> [How to complete this task]:
Find the word "before" in the listing; pull out each line holding it.

> [Source material]:
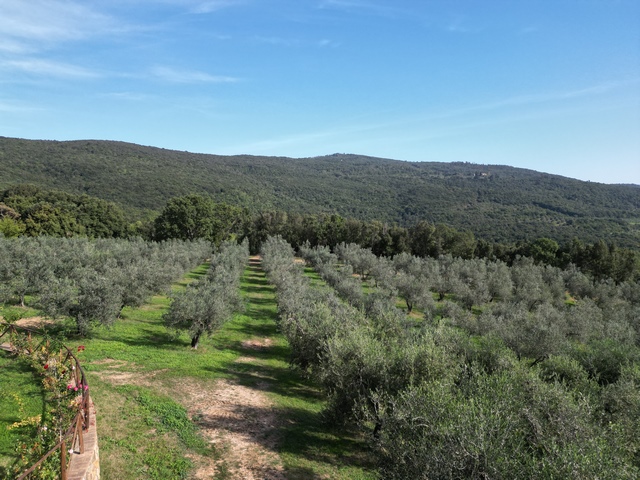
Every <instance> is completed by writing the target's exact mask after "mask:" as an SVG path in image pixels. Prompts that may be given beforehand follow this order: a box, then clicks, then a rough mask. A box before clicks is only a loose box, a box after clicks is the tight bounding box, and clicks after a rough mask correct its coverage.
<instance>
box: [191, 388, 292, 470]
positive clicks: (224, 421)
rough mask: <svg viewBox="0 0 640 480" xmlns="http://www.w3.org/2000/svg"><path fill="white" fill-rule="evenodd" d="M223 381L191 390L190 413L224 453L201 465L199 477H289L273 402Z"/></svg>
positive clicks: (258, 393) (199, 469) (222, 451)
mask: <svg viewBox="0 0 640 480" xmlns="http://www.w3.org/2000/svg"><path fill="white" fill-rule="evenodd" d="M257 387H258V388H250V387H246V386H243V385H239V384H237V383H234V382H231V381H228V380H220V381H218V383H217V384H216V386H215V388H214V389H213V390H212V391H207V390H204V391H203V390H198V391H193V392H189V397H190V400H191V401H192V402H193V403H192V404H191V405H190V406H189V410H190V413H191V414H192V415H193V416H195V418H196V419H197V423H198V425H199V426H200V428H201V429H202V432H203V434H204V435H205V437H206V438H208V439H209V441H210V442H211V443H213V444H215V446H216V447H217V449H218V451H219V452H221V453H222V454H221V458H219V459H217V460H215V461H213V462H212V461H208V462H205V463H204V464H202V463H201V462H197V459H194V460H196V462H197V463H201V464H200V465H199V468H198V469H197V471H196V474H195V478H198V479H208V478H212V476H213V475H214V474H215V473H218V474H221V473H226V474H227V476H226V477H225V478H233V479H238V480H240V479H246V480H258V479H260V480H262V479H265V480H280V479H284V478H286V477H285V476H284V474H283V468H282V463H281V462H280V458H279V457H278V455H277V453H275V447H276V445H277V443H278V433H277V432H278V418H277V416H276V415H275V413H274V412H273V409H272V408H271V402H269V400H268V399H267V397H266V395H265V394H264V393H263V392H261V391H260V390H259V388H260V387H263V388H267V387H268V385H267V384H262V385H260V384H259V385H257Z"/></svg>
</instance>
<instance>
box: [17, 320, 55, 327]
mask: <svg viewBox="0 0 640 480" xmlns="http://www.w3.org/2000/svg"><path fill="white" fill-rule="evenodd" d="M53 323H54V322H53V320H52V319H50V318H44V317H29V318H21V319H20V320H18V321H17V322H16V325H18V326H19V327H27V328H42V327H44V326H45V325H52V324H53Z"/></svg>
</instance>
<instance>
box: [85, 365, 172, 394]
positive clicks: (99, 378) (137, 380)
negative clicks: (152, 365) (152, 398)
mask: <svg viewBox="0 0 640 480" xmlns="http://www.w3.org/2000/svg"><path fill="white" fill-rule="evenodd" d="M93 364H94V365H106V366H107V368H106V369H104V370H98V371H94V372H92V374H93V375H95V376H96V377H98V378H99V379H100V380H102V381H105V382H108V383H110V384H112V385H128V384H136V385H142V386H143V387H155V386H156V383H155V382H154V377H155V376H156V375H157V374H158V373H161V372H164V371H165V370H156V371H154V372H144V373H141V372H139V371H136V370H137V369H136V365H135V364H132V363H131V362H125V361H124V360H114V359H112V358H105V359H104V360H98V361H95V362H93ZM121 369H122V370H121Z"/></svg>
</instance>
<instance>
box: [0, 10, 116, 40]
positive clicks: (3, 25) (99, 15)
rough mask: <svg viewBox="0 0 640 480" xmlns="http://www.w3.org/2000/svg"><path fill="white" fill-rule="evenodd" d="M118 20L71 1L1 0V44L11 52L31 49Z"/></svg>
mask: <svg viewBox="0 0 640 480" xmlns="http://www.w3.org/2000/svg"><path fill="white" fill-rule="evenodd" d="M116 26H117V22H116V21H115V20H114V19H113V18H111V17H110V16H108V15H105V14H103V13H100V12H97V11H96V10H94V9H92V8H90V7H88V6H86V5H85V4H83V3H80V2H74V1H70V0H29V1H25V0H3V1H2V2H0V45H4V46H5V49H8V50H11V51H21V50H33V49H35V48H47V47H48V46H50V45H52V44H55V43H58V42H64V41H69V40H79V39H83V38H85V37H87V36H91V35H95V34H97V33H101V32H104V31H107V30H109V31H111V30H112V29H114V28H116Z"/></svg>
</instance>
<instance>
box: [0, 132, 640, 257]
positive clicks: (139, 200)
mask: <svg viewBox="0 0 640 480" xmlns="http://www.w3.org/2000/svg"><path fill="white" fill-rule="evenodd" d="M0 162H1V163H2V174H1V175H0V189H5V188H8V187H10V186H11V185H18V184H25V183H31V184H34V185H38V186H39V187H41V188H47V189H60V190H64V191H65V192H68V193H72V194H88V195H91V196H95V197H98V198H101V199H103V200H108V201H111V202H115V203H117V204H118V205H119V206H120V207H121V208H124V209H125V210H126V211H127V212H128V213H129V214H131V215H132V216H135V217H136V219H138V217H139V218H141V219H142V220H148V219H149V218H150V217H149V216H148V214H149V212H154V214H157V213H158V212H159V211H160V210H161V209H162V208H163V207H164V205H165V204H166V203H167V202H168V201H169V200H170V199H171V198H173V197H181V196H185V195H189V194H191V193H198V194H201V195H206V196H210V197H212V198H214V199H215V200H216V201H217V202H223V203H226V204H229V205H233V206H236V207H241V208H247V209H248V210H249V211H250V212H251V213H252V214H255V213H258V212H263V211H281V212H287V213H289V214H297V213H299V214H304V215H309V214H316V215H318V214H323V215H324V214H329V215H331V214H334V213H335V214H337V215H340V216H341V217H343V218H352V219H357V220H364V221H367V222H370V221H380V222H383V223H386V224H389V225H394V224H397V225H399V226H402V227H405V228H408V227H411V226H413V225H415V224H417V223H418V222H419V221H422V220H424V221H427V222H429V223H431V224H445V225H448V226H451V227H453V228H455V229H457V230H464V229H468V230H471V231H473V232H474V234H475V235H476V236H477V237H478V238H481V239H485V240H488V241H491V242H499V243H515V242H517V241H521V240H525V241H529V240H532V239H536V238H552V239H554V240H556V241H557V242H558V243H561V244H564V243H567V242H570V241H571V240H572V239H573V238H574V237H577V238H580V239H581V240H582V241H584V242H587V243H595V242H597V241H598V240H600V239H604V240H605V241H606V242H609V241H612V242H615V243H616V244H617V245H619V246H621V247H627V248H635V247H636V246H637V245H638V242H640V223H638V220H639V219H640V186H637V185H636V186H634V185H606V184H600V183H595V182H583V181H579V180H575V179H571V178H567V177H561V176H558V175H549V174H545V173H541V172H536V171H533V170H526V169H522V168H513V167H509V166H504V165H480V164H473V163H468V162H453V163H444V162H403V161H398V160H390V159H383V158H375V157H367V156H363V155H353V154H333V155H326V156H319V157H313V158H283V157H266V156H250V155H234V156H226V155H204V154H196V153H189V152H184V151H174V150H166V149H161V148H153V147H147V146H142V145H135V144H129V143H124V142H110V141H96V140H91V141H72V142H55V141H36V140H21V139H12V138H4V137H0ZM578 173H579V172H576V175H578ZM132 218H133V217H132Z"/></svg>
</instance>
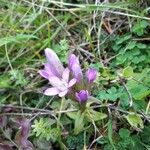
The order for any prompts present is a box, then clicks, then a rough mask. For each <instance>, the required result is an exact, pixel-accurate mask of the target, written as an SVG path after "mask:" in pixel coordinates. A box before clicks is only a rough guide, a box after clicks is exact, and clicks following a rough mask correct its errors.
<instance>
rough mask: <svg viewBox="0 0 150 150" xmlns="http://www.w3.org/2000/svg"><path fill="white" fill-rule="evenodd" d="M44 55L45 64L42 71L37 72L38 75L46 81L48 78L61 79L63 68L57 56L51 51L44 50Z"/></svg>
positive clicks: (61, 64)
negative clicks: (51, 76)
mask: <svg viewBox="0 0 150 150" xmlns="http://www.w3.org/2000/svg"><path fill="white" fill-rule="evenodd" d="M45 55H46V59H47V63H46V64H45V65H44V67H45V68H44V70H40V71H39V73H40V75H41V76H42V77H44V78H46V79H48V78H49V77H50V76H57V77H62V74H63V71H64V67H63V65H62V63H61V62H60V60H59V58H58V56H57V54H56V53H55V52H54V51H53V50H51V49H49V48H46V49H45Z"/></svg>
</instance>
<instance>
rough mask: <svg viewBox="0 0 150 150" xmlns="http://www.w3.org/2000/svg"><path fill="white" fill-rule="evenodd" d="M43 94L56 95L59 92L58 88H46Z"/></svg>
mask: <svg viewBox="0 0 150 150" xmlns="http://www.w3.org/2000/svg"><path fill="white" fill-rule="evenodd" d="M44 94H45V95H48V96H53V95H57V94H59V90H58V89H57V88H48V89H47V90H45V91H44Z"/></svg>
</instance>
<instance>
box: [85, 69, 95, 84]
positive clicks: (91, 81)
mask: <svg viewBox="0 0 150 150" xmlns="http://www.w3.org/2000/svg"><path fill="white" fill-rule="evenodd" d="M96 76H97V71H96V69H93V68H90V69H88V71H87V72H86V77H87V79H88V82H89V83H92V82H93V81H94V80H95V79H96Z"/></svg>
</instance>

> [Solution to the exercise]:
Every <instance> is completed by writing the target's exact mask after "mask:" as an SVG path in image pixels. Prompts that may be given beforehand follow this order: a box, then clicks, then a rough mask. A box before clicks is only a loose box, a box after clicks is the tight bounding box, and clicks after a rough mask correct its coverage.
The order for any prompts present is a box, then clicks, then a rough mask. For each <instance>, the required result is an exact, pixel-accurate mask of the target, written as an SVG path after "mask:" in pixel coordinates. A box before clicks is only a rough guide, a box after clicks is exact, and clicks following a rough mask correct its errors.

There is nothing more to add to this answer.